- **EXERCISE INSTRUCTIONS**:
An exact reprint of the data below is required, line for line.
----------
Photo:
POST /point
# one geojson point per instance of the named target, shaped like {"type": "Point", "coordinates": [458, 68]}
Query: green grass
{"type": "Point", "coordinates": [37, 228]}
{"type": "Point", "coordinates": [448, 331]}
----------
- **TASK SOLUTION**:
Photo:
POST /point
# one geojson point per instance of the named target, shaped like {"type": "Point", "coordinates": [458, 68]}
Query: green grass
{"type": "Point", "coordinates": [37, 228]}
{"type": "Point", "coordinates": [448, 331]}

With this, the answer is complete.